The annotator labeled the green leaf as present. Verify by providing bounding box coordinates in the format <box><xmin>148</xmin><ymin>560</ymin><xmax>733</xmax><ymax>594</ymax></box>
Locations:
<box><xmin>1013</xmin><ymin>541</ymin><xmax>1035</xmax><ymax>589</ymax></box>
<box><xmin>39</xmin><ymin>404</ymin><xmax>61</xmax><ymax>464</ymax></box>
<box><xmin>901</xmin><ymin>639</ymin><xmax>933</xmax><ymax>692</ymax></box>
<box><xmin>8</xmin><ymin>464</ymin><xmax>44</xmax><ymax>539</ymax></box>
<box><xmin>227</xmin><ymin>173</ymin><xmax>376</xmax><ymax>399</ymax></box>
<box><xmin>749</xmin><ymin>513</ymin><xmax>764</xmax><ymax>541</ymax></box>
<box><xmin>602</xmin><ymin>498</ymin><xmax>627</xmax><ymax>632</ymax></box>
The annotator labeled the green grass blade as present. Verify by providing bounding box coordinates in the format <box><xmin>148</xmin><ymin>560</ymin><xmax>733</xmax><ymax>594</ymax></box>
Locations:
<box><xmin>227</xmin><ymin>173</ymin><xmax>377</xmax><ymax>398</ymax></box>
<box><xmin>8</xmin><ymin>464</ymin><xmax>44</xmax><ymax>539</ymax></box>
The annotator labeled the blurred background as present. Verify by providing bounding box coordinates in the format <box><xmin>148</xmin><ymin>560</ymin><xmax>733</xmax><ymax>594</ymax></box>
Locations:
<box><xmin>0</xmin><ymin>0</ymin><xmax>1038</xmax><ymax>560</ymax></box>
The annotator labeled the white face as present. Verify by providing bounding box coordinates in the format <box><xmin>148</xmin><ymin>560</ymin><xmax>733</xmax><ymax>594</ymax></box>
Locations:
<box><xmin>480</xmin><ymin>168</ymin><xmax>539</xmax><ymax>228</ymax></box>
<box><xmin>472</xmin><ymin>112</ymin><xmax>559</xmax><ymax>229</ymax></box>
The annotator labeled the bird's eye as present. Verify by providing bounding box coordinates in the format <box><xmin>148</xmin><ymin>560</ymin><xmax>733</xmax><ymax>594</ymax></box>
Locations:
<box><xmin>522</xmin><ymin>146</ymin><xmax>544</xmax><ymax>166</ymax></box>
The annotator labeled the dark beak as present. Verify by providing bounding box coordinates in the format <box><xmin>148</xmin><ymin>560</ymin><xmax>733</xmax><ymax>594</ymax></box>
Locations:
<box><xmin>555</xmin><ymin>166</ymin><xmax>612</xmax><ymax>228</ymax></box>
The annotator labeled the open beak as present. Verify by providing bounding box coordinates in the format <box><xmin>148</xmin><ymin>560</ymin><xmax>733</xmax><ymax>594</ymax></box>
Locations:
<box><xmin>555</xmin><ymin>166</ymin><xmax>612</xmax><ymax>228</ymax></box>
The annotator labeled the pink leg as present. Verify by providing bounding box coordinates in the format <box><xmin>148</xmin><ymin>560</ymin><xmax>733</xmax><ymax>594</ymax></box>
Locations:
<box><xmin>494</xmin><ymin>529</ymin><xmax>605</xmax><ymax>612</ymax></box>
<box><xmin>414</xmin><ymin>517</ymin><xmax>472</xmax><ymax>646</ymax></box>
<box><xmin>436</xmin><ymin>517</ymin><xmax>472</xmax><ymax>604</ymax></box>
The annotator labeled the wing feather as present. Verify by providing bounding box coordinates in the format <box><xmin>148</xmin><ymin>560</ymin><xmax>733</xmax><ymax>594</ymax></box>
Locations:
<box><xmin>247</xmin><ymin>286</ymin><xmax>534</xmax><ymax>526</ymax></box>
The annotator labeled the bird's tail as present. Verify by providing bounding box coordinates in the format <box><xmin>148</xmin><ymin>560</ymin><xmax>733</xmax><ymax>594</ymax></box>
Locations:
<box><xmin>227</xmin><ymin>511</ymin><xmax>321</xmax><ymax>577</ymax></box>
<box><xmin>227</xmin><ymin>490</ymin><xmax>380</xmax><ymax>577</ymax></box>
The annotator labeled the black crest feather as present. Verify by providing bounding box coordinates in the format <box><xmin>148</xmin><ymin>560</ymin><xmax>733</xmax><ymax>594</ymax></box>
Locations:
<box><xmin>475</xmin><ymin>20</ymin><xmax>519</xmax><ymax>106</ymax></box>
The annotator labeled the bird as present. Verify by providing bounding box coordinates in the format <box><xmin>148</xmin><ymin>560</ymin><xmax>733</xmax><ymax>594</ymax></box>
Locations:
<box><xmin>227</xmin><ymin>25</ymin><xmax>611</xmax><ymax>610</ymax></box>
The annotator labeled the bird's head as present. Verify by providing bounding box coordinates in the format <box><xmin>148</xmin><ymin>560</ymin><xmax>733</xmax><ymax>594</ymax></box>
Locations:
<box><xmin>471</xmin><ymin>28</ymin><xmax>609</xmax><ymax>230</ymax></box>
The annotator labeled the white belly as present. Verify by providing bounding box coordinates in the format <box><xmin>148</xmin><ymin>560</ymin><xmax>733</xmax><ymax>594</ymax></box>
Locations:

************

# Exercise details
Pick out every line in the entries above that contains the word "green", matching case, and copy each one.

# Answer to this problem
The annotator labeled the green leaf as present. Verify by providing bounding box coordinates in the format <box><xmin>148</xmin><ymin>560</ymin><xmax>733</xmax><ymax>594</ymax></box>
The annotator labeled the green grass blade as present. Verify by providing bounding box coordinates in the format <box><xmin>148</xmin><ymin>560</ymin><xmax>733</xmax><ymax>594</ymax></box>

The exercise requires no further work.